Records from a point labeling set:
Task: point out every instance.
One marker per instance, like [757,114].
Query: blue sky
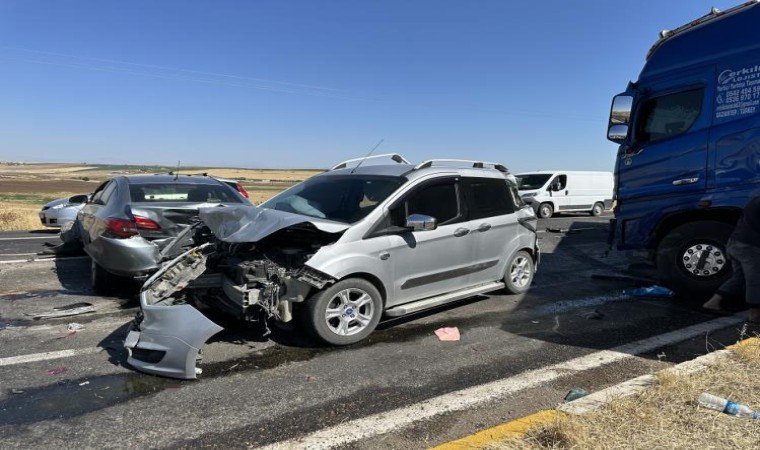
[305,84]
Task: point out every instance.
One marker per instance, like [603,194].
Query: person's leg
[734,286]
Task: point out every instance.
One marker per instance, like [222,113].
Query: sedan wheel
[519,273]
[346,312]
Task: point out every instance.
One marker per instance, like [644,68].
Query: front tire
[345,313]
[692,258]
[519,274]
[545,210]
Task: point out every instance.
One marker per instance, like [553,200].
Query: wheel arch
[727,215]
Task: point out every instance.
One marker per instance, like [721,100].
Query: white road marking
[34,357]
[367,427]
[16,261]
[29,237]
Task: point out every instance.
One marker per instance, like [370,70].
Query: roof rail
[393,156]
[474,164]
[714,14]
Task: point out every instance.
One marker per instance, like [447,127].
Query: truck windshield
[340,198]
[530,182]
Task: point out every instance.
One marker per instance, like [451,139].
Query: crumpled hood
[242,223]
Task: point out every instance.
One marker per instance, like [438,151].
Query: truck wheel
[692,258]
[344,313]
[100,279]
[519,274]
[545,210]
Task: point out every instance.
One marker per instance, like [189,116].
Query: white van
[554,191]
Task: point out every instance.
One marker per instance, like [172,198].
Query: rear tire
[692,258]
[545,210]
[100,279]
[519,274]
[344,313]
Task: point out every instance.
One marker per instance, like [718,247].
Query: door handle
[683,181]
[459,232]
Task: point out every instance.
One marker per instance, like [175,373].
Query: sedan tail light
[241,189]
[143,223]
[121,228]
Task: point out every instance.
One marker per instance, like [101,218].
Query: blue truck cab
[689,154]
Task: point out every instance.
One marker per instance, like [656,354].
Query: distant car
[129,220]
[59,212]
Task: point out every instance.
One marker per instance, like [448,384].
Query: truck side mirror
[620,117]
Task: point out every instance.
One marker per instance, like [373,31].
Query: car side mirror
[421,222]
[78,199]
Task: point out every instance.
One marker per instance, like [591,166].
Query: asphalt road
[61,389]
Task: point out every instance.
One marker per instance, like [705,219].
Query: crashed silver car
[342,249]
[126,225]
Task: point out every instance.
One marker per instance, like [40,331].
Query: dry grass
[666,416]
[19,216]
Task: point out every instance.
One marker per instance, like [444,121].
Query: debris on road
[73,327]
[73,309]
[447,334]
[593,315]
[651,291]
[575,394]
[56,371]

PROBLEM DETAILS:
Each line above is to be copied verbatim. Drop any image from the copy.

RESPONSE TO THIS TASK:
Task: point out every instance.
One marker per instance, like [757,114].
Query: blue sky
[305,84]
Task: point out every instance.
One marker per instance, like [603,194].
Query: person's leg
[734,286]
Task: point out every instance.
One marker per instance, like [222,113].
Query: sedan wheel
[519,273]
[346,312]
Task: point out every instance.
One marker per instance, like [644,68].
Query: front tire
[345,313]
[692,258]
[519,274]
[545,210]
Task: point out every instance.
One marker per instance, like [553,200].
Query: wheel arch
[727,215]
Task: point out every instance.
One marker per instance, like [721,100].
Query: white road marking
[34,357]
[367,427]
[16,261]
[29,237]
Task: point out every instance.
One marker per instance, like [370,70].
Query: roof rail
[393,156]
[474,164]
[714,14]
Task: point out every instance.
One marker per instance, like [447,127].
Query: truck windshield
[340,198]
[530,182]
Task: point out every instance.
One marker per instance, like [451,139].
Query: crumpled hood
[242,223]
Task: point out every instance.
One marker per instance, like [438,151].
Query: truck wheel
[692,258]
[344,313]
[100,279]
[519,274]
[545,210]
Task: point out every instance.
One marker per instance, like [189,116].
Query: white van
[554,191]
Task: point out every instance.
One marker per instance, like [172,198].
Query: rear tire
[692,258]
[545,210]
[100,279]
[519,274]
[344,313]
Task: point out every instance.
One marker per instance, like [718,247].
Query: door handle
[683,181]
[459,232]
Task: point out every instance.
One marker per instance, like [175,373].
Query: sedan tail light
[241,189]
[143,223]
[121,228]
Task: point out every instance.
One marker per instance, like [101,218].
Query: blue truck cab
[689,154]
Task: point out every instance.
One marker per instance, like [656,354].
Query: distant car
[129,220]
[59,212]
Task: point out every instance.
One marker per instance, like [448,384].
Query: truck side mirror
[620,117]
Task: point out every instance.
One marker per instance, like [373,31].
Query: car side mirror
[421,222]
[78,199]
Task: point out every instance.
One marker per instance, like [591,166].
Query: asphalt road
[61,389]
Task: point out every instance.
One marker per instance, like [705,219].
Query: crashed silver car
[342,249]
[126,225]
Task: point out every instance.
One marker per instance, like [40,331].
Query: dry grass
[666,416]
[19,216]
Task: point out every instance.
One marker per instance, like [444,121].
Query: debris on road
[73,327]
[73,309]
[447,334]
[593,315]
[651,291]
[575,394]
[56,371]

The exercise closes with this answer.